§ **Your task**: Only one portion of the data is to be written out: from the line bearing "lookup ponytail --output bbox" through the line bearing "lookup woman's nose --output bbox". Write it exactly as it appears.

§ **Recorded information**:
::::

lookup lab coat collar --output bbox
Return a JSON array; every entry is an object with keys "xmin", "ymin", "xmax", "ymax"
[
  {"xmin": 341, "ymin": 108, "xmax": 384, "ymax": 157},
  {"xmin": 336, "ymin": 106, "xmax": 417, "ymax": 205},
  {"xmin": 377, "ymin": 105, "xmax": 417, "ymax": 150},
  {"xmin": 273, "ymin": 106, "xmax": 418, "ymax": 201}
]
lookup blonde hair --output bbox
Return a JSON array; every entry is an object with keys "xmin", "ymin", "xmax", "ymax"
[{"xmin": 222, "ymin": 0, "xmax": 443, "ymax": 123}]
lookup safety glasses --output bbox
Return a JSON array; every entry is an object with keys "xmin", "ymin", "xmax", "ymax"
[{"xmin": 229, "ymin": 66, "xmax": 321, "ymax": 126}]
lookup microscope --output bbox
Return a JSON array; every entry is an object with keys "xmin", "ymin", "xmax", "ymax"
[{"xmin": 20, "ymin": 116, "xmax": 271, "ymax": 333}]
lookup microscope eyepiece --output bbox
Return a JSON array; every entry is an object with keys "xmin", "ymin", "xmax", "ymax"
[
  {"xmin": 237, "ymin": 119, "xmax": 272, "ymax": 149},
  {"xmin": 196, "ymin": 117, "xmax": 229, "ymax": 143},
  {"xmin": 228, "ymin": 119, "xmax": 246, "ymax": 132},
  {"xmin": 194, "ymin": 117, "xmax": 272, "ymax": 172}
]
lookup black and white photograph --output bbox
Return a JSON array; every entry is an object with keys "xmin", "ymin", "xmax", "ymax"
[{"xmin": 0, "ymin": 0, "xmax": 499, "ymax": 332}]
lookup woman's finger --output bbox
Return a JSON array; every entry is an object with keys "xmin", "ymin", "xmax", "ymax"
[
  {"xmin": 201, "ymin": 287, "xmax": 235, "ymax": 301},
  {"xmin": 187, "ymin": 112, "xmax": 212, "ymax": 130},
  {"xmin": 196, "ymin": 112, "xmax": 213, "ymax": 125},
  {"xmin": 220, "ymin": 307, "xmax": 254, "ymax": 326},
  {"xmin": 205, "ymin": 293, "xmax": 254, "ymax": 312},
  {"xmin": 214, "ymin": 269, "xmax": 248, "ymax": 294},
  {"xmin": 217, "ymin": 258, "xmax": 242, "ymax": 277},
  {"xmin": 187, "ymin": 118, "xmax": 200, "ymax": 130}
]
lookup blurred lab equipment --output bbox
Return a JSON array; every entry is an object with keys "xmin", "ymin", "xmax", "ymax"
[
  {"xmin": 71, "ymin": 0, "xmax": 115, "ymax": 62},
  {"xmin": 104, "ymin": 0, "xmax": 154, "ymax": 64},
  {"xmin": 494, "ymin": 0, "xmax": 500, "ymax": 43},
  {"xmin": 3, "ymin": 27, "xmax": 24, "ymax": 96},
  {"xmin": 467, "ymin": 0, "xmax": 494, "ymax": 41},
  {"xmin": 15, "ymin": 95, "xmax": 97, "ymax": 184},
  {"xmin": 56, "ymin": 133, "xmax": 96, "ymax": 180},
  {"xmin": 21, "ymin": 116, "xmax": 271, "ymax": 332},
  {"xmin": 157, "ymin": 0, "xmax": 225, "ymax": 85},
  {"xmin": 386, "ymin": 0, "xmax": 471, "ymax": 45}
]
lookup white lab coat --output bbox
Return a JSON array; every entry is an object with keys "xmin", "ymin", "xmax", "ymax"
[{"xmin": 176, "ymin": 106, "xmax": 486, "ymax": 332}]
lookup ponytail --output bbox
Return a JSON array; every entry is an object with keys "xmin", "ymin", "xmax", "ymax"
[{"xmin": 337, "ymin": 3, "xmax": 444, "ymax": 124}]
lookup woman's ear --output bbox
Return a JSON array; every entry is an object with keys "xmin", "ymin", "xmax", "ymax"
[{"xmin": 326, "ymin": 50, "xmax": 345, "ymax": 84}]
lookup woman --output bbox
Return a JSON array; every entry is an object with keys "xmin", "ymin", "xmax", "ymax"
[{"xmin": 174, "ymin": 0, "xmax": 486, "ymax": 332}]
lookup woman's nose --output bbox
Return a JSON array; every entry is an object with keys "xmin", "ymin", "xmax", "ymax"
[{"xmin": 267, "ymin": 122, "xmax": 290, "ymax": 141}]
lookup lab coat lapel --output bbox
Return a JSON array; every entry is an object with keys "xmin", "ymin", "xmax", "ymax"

::::

§ **Answer area**:
lookup ponytail --output bbox
Return a JSON array; every entry is an object with keys "xmin", "ymin", "xmax", "ymax"
[{"xmin": 337, "ymin": 3, "xmax": 444, "ymax": 124}]
lookup woman's ear --output bbox
Return a JSON array; every entry is an object with keys "xmin", "ymin", "xmax", "ymax"
[{"xmin": 326, "ymin": 50, "xmax": 345, "ymax": 84}]
lookup woman --output bbox
Return a JSON array; every entry is an object with keys "xmin", "ymin", "xmax", "ymax"
[{"xmin": 174, "ymin": 0, "xmax": 486, "ymax": 332}]
lookup woman's nose --output bbox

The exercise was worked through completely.